Task to carry out »
Could you reproduce every line of the data below without changing a single character?

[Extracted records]
= Beginning of Section =
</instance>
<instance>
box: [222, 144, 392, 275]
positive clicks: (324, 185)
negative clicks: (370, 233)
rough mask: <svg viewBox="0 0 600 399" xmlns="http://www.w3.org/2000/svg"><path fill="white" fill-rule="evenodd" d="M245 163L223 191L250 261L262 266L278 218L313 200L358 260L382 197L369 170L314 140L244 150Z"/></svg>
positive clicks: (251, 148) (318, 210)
= End of Section =
Task result »
</instance>
<instance>
box: [222, 144, 392, 275]
positive clicks: (324, 185)
negative clicks: (370, 233)
rough mask: <svg viewBox="0 0 600 399" xmlns="http://www.w3.org/2000/svg"><path fill="white" fill-rule="evenodd" d="M245 163L223 191L250 261L262 266L278 218L313 200L358 260L382 197L369 170L314 140L244 150Z"/></svg>
positive clicks: (251, 148) (318, 210)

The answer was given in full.